▶ What to work on
Repeat the passage of the cruise travelogue below word for word, starting with "December 12, Monday: Sea" and going on through "in the distance.".

Top of Text for analysis

Still grieving after the loused-up previous port day, I slept in, then enjoyed a busy day of shipboard events. There was a 10:30 am Fun Ashore presentation about Mexico; a trivia contest at 11:30 where my team won; an impromptu long talk in a stairway with a couple I ran across; a late lunch at 1:45 pm; a Panama Canal (plus) slideshow at 2:15; my fourth workout in the gym; football games on big-screen TVs in one of the lounges; and a very clear sunset at 5:38 pm with Venus in the sky and a nice moonrise.

I/we decided to skip the waited dining room in favor of steak and lasagna in the Lido buffet. I stargazed more until 11:30 pm, staring straight at the Large Magellanic Cloud with binoculars, but still unable to see it for the moonglow.

December 12, Monday: Sea day 5

This was the second of three sea days in a row as we cruised up the west coast of Central America towards and past a lot of Mexico. Of course I knew the itinerary long before the cruise even departed. I wondered what it would be like to be "stuck on the ship" for three whole days. I figured, "if nothing else, I'll do some reading, and I'll never get tired of just looking over the rail."

As it turned out it wasn't like that at all. Every day, port or sea day, was full and entertaining. There was just too much eye candy everywhere, with onboard events, and scenery in the distance.

Bottom of Text for analysis
Top of Provided records

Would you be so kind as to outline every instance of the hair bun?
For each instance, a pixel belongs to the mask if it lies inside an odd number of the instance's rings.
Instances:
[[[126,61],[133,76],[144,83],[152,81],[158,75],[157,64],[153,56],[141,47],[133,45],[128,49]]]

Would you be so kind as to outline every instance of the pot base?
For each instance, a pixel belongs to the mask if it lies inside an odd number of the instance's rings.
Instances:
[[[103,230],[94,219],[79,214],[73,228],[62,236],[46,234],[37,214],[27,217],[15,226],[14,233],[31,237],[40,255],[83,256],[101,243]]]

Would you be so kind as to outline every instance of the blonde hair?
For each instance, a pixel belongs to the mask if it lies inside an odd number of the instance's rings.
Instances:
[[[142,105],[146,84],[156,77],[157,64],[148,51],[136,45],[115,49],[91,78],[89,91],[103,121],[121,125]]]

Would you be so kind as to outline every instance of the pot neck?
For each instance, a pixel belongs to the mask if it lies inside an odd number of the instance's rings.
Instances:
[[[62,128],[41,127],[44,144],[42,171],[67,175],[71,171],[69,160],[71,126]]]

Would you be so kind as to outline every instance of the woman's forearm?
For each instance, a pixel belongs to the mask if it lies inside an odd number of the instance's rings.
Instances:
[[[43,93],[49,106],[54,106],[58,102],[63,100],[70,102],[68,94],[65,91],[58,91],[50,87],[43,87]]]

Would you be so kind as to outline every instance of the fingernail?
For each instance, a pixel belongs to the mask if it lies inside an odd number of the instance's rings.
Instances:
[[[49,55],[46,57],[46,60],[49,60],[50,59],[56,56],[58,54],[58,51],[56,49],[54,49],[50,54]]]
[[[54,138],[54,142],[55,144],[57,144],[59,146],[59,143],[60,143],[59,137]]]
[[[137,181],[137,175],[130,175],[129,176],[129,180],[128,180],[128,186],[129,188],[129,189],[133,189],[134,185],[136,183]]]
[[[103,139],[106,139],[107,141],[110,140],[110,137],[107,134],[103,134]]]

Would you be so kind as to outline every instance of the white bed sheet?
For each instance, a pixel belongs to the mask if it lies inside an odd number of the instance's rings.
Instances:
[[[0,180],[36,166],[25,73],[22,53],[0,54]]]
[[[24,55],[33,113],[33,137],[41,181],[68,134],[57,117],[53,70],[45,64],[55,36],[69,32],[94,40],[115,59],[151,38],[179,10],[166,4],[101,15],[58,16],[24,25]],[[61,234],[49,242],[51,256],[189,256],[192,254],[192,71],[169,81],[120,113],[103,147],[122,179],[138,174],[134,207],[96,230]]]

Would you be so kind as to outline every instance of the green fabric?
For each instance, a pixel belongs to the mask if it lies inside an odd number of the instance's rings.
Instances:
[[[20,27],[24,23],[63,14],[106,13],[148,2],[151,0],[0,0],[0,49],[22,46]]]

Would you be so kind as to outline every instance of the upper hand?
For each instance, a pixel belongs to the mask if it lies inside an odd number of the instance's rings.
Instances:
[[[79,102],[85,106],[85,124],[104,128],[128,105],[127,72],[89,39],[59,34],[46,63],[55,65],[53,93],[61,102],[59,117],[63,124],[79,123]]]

Bottom of Provided records

▶ Answer to the exercise
December 12, Monday: Sea day 5

This was the second of three sea days in a row as we cruised up the west coast of Central America towards and past a lot of Mexico. Of course I knew the itinerary long before the cruise even departed. I wondered what it would be like to be "stuck on the ship" for three whole days. I figured, "if nothing else, I'll do some reading, and I'll never get tired of just looking over the rail."

As it turned out it wasn't like that at all. Every day, port or sea day, was full and entertaining. There was just too much eye candy everywhere, with onboard events, and scenery in the distance.